> **Set task**: Scale the records below from the line with "find the stone" to the line with "0 0 640 118", both lines included. Write out every line in that span again, requests too, and multiply each bounding-box coordinate in the answers by 2.6, rounding to whole numbers with halves going up. Give only those lines.

> **Given records**:
________________
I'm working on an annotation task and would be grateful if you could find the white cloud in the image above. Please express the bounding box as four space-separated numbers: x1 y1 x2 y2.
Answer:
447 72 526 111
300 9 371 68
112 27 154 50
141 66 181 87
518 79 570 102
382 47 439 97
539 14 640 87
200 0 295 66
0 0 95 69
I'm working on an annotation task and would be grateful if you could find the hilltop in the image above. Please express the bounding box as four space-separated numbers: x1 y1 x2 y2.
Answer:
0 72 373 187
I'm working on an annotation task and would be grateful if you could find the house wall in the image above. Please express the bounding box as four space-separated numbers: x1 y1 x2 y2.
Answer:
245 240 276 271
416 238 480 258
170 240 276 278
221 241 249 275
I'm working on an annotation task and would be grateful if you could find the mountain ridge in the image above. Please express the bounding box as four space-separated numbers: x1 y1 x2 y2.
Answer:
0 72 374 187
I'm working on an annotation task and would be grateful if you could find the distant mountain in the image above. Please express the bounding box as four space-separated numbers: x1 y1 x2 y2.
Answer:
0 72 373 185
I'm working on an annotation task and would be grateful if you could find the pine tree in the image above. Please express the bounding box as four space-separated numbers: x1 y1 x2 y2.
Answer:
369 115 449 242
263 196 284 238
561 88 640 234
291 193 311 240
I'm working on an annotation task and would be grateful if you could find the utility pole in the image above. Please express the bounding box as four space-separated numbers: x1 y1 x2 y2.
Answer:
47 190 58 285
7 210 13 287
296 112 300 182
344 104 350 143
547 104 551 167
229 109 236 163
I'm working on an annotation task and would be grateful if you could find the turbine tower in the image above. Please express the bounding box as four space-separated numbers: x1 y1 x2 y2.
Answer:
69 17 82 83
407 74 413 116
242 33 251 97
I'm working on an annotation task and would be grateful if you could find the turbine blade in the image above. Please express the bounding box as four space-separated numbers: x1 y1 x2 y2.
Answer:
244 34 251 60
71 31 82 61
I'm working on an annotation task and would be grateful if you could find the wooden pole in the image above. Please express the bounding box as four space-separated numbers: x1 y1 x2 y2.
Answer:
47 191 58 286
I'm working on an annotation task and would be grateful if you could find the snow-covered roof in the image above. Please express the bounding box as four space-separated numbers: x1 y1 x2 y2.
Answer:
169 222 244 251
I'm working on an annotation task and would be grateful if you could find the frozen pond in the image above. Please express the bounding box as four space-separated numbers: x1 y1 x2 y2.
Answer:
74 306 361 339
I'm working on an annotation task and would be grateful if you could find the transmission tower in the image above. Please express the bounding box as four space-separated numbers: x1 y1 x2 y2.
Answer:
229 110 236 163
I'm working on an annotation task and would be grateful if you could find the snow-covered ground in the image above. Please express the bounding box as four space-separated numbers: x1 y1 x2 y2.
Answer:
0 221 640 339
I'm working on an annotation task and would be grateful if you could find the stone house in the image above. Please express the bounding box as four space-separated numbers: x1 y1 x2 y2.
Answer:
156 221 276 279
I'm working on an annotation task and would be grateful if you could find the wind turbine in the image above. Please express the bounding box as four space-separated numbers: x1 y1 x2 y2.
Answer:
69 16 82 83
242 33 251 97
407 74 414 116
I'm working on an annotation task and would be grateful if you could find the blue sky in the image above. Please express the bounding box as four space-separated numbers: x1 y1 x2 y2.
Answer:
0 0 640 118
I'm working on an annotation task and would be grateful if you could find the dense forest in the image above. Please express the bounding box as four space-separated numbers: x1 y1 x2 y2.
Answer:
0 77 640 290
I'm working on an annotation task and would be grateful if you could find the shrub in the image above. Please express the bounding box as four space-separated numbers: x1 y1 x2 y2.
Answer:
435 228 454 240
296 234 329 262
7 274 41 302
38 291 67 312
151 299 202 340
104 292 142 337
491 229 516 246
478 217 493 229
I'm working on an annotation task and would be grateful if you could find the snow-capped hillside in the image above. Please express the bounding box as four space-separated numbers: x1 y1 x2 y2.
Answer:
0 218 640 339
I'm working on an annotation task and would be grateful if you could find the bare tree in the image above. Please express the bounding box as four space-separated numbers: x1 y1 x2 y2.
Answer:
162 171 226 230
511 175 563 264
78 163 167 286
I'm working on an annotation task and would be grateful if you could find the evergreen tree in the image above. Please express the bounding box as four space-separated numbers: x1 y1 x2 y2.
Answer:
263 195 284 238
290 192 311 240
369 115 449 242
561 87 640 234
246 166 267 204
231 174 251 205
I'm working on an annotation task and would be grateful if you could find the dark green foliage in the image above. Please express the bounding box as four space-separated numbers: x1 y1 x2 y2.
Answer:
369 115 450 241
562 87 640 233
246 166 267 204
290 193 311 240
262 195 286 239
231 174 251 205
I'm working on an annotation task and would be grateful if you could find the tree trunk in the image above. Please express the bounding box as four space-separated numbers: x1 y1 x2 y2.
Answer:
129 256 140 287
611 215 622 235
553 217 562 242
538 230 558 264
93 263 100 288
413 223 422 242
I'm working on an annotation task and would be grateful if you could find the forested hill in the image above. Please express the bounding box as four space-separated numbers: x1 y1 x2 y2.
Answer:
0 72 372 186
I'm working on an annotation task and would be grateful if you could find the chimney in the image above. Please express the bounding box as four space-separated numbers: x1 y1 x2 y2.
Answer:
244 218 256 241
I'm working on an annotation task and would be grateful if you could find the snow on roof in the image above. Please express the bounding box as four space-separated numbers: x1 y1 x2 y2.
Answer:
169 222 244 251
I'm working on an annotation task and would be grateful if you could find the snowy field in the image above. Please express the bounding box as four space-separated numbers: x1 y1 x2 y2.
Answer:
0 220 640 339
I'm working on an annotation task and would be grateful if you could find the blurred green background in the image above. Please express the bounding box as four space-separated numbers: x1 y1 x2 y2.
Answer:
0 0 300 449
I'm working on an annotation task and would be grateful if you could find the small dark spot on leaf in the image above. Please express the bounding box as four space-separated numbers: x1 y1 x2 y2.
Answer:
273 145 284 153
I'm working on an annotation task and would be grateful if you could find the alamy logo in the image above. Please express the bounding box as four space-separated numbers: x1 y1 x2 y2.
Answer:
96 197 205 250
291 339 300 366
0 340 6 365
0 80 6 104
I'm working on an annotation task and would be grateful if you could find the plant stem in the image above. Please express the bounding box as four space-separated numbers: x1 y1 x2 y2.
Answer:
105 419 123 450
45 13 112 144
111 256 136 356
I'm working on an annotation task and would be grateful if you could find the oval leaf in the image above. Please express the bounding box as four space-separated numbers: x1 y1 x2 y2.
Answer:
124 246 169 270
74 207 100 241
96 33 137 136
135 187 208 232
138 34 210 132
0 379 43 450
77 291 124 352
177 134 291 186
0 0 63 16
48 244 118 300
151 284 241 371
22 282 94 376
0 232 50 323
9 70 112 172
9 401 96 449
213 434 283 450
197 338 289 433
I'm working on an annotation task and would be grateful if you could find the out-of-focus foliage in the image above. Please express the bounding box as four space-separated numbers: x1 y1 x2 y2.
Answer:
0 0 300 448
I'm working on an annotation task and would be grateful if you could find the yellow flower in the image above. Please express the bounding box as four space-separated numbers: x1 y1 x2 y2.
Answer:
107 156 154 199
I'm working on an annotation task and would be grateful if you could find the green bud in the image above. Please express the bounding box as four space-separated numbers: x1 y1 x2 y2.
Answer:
________________
> **Solution for this task**:
I'm working on an annotation task and would be grateful if you could find the stone house in the image above. Please express the bounding box as four space-separated numbers: x1 y1 x2 y2.
Answer:
406 575 718 725
I'm working on an annotation task and would be grateful if you could find the wind turbine in the image above. Please express the bounding box as four space-separated numbers: x1 y1 x2 y2.
Answer:
179 42 213 216
629 86 653 252
1058 192 1076 302
I'm working on an annotation task and would be grateful if you could find the blue sky in the image above. Please express the bounding box as four space-separated numbers: x1 y1 x2 y2.
Answer:
0 0 1664 307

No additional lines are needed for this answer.